_What the exercise asks_
For each line of the data below that contains "purple", return that line.

_Record set_
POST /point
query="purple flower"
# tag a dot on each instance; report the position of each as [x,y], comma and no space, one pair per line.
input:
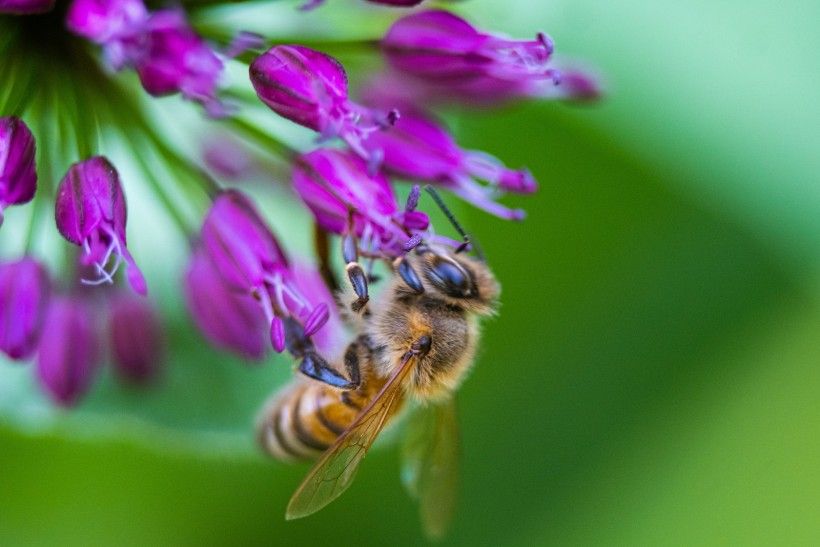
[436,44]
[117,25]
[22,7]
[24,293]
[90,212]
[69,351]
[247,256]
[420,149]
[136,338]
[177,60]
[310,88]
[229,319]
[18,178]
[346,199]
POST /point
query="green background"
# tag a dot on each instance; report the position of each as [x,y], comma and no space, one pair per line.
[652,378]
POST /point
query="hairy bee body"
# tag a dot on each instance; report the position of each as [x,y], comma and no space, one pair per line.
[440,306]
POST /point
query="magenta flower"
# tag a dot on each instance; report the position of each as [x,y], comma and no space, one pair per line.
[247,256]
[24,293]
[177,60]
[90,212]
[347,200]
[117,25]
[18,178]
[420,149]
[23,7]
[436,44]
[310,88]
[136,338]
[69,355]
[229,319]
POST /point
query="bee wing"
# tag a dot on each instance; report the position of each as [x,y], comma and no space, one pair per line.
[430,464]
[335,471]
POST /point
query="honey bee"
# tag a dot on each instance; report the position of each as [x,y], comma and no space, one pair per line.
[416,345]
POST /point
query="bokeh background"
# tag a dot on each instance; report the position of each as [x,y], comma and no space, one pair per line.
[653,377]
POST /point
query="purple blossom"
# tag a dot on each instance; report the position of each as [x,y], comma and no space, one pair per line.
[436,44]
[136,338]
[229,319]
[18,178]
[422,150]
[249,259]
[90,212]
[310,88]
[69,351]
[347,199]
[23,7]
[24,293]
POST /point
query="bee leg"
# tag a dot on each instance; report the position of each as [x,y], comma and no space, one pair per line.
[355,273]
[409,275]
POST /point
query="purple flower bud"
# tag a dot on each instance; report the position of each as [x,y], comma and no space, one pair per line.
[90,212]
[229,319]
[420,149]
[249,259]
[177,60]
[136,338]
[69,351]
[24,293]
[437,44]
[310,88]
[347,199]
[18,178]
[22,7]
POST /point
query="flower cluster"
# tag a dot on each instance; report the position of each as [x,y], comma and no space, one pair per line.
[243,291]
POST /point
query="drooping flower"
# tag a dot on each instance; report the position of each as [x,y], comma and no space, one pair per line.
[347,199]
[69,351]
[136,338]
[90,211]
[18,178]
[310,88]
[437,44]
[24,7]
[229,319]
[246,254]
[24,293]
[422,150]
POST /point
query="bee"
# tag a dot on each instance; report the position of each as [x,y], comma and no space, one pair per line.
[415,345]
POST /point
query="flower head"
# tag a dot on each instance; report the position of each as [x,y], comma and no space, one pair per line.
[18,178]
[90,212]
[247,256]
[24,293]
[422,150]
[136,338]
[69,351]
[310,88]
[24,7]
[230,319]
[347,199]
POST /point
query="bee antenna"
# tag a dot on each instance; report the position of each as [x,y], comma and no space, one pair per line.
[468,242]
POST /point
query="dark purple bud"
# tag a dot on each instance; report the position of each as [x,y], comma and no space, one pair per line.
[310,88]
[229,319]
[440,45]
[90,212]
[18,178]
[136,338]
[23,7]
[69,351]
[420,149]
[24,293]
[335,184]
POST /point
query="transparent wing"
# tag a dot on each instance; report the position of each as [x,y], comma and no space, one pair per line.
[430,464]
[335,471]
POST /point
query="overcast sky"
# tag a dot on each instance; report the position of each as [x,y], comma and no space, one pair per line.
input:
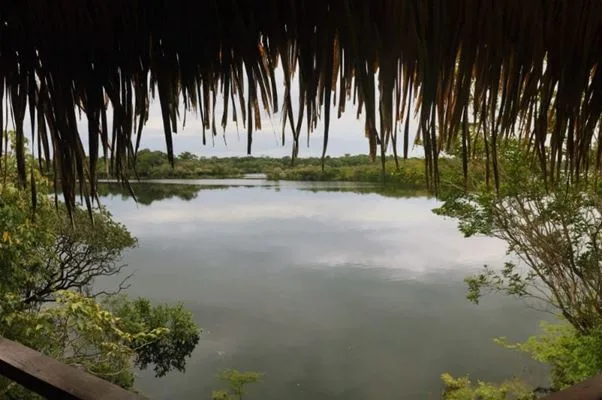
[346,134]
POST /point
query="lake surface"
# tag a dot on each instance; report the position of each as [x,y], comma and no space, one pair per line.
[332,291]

_Result_
query="purple flower"
query="purple blossom"
query="purple flower bud"
query="dark purple bud"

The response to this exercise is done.